- TASK INSTRUCTIONS -
Show every line in the records below that contains the string "speckled", copying each such line in full.

[Raw records]
----

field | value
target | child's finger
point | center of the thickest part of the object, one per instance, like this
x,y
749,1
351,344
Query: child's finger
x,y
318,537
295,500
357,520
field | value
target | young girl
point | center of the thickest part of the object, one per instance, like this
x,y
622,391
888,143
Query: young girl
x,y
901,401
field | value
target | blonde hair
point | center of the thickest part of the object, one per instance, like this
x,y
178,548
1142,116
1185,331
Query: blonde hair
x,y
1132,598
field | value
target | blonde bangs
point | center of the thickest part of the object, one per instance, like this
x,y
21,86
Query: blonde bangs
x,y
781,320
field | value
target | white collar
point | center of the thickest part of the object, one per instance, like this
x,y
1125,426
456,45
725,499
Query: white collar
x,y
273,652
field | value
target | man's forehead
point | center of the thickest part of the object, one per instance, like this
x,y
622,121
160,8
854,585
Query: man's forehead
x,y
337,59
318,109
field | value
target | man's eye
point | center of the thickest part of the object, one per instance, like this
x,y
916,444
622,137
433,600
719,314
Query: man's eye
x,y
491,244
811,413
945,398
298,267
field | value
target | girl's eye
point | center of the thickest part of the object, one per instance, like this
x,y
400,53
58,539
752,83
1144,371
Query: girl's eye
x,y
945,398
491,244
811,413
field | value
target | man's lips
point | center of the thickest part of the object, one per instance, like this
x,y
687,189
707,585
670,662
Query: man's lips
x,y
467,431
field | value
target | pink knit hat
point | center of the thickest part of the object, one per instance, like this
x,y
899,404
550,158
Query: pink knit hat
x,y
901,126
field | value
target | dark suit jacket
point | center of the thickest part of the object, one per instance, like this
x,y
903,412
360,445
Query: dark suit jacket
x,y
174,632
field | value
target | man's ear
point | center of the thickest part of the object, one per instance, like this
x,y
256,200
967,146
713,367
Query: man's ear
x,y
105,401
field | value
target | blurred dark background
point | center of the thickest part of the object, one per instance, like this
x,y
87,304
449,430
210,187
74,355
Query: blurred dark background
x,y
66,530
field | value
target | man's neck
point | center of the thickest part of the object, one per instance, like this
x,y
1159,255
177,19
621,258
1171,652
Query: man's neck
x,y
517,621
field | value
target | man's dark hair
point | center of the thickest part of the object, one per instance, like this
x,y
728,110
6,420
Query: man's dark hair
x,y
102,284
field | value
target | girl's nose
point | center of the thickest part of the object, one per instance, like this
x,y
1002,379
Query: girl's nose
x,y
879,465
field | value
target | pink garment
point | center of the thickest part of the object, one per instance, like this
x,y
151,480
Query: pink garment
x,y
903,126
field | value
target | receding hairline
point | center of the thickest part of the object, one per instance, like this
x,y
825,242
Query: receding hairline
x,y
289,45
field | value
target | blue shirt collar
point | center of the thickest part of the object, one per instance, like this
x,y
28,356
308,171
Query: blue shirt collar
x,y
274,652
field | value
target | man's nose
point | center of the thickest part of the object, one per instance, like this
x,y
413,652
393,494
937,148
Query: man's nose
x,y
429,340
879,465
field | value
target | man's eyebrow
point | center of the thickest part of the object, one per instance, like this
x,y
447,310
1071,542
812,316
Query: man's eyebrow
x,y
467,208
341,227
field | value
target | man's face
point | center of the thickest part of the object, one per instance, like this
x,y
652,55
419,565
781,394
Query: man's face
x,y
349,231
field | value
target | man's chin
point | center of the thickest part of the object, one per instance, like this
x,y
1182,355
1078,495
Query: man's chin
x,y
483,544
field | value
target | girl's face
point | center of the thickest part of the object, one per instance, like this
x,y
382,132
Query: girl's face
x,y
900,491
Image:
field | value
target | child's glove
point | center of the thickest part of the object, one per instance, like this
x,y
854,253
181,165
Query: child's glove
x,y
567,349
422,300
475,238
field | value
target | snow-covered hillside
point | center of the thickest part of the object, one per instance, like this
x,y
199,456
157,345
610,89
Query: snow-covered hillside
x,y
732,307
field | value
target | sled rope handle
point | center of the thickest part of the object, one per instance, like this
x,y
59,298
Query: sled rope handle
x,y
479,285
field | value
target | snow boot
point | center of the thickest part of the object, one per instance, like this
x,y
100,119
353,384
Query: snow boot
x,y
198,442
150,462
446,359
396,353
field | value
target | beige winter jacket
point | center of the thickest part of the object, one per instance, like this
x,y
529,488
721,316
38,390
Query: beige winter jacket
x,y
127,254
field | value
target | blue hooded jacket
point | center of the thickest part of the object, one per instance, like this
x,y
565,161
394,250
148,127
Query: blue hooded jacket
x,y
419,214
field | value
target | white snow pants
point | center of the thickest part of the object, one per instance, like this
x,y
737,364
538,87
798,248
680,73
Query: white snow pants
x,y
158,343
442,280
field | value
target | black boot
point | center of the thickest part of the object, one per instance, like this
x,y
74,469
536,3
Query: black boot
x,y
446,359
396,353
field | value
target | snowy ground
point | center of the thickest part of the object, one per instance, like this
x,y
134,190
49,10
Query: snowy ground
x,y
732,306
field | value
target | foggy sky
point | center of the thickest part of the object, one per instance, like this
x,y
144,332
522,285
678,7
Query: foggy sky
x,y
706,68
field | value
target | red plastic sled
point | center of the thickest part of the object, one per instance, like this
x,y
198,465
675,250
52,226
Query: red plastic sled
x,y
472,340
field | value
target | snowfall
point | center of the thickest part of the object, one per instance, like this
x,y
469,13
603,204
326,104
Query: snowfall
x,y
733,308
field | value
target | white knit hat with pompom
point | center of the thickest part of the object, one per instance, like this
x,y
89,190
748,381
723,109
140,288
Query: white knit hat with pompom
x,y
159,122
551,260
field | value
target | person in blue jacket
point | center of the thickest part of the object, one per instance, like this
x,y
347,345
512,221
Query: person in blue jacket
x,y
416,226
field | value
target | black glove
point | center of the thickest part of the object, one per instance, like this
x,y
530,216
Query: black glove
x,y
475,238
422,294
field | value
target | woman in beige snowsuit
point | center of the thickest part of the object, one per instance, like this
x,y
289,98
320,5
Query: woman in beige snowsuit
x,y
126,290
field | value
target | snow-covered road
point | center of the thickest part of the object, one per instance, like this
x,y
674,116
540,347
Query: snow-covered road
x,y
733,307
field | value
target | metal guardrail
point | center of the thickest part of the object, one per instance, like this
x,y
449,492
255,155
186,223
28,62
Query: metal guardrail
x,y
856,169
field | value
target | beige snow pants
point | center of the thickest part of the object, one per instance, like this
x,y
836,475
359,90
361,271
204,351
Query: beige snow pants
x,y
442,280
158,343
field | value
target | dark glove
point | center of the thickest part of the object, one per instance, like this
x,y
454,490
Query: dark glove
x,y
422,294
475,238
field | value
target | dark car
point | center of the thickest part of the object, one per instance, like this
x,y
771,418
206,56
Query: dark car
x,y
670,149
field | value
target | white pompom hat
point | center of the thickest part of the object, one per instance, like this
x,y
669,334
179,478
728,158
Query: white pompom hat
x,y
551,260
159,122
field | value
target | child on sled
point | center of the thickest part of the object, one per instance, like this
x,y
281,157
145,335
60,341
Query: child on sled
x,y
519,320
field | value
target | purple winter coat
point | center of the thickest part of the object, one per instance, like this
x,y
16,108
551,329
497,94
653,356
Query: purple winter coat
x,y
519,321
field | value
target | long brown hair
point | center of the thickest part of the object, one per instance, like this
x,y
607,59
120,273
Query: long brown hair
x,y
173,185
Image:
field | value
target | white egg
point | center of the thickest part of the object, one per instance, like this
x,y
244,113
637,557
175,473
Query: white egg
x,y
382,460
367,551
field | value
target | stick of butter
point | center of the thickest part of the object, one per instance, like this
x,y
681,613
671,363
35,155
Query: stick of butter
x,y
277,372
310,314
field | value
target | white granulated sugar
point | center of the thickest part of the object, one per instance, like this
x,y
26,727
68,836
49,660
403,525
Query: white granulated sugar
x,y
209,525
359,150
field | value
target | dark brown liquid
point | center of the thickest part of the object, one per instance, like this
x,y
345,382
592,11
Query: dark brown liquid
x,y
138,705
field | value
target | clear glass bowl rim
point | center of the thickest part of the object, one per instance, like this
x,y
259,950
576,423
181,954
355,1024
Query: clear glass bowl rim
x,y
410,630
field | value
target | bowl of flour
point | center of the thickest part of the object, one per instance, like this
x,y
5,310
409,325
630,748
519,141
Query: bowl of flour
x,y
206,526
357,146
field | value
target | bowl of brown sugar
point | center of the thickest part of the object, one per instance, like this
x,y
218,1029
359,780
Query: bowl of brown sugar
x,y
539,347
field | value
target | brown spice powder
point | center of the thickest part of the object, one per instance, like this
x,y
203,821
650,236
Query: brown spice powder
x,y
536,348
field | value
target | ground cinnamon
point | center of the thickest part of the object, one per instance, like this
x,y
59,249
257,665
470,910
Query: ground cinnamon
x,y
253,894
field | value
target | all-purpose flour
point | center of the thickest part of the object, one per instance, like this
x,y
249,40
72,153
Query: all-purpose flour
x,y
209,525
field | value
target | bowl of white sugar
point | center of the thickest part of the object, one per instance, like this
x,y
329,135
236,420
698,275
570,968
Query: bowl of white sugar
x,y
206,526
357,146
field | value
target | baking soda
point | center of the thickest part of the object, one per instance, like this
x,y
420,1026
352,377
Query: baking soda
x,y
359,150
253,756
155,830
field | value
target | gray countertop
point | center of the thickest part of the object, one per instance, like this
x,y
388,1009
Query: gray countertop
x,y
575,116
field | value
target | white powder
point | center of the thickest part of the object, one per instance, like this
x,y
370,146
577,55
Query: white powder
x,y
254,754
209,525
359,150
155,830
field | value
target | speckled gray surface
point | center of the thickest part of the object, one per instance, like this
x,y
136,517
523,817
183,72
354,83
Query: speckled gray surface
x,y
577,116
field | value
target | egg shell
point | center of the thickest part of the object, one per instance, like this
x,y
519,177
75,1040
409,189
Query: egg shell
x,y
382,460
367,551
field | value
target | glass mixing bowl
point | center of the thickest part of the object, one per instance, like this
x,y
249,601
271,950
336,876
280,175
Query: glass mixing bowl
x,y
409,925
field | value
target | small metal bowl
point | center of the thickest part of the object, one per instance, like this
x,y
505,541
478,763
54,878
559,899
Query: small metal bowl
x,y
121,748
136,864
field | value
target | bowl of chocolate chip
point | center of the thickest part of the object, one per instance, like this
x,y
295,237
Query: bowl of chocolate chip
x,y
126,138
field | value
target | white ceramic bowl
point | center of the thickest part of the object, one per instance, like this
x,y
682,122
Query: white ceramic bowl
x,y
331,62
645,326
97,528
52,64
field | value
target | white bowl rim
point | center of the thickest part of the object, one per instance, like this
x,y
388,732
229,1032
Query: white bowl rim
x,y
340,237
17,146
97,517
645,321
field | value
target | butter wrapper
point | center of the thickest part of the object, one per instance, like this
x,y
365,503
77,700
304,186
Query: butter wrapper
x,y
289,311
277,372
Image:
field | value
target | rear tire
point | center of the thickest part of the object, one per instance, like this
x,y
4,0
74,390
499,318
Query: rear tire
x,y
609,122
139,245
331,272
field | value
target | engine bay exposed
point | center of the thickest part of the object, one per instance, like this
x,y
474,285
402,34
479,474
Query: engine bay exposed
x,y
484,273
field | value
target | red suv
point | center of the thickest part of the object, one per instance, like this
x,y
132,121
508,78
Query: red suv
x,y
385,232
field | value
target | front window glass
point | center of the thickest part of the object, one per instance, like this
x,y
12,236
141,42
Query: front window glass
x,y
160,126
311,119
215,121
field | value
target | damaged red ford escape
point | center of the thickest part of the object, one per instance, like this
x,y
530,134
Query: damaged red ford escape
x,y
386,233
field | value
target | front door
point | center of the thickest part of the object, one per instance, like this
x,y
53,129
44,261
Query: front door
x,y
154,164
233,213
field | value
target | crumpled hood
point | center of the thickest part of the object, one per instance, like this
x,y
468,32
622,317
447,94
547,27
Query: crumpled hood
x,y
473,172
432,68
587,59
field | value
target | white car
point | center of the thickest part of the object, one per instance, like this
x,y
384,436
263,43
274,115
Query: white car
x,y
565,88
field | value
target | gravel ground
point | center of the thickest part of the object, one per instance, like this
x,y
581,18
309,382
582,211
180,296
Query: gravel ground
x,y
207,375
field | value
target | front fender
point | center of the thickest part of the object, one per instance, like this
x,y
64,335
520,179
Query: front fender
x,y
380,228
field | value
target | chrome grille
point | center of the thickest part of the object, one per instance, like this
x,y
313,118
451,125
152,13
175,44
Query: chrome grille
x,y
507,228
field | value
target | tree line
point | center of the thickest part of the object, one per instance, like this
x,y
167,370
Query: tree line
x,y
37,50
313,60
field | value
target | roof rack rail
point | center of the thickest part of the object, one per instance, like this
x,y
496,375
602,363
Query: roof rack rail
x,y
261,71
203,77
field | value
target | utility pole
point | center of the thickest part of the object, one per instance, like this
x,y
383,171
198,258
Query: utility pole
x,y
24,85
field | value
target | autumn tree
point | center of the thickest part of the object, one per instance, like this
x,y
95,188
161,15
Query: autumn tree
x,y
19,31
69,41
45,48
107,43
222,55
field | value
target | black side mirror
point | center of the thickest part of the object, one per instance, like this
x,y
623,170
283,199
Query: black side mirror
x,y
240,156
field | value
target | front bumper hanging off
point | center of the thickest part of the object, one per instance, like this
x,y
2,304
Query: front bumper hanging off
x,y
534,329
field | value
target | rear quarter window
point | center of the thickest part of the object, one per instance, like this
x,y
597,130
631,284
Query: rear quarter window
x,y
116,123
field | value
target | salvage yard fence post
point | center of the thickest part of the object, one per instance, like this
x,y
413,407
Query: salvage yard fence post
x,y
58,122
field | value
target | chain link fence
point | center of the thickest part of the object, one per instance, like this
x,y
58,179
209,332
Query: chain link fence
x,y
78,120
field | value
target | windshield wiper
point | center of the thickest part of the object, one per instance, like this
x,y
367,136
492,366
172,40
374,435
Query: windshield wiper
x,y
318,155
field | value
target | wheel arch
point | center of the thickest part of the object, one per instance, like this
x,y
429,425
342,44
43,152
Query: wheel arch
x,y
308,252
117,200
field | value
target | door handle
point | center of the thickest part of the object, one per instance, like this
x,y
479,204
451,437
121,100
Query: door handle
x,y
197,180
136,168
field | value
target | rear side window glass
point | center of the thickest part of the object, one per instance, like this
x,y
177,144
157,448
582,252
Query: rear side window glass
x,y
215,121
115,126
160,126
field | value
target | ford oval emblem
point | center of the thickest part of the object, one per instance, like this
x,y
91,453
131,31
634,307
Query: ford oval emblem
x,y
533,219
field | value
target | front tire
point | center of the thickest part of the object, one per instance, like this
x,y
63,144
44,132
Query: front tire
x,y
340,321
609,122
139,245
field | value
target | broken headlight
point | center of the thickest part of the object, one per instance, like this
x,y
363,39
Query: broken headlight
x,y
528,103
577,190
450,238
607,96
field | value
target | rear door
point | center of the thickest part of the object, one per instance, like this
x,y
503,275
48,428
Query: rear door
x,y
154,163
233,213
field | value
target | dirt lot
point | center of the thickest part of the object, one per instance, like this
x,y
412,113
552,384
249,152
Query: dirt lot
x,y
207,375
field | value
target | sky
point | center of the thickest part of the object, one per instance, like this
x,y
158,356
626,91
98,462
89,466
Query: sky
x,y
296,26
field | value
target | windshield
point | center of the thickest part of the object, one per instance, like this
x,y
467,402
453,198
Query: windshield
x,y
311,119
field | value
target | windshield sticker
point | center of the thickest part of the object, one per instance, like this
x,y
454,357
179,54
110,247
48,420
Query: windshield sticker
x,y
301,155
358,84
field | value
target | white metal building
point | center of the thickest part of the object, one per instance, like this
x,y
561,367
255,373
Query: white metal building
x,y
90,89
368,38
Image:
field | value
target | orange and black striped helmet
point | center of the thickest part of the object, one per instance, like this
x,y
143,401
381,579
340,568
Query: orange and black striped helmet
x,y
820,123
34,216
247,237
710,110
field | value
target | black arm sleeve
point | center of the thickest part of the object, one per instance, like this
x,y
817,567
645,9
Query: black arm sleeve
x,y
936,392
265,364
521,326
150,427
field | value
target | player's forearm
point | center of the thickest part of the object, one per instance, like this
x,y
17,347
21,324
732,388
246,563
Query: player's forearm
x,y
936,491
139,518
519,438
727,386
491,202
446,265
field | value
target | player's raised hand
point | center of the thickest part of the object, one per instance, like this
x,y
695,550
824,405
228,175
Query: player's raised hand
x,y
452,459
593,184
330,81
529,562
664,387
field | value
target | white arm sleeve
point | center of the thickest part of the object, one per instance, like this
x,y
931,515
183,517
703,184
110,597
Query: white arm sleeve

----

- CORRECT ANSWER -
target | speckled gray surface
Query: speckled gray surface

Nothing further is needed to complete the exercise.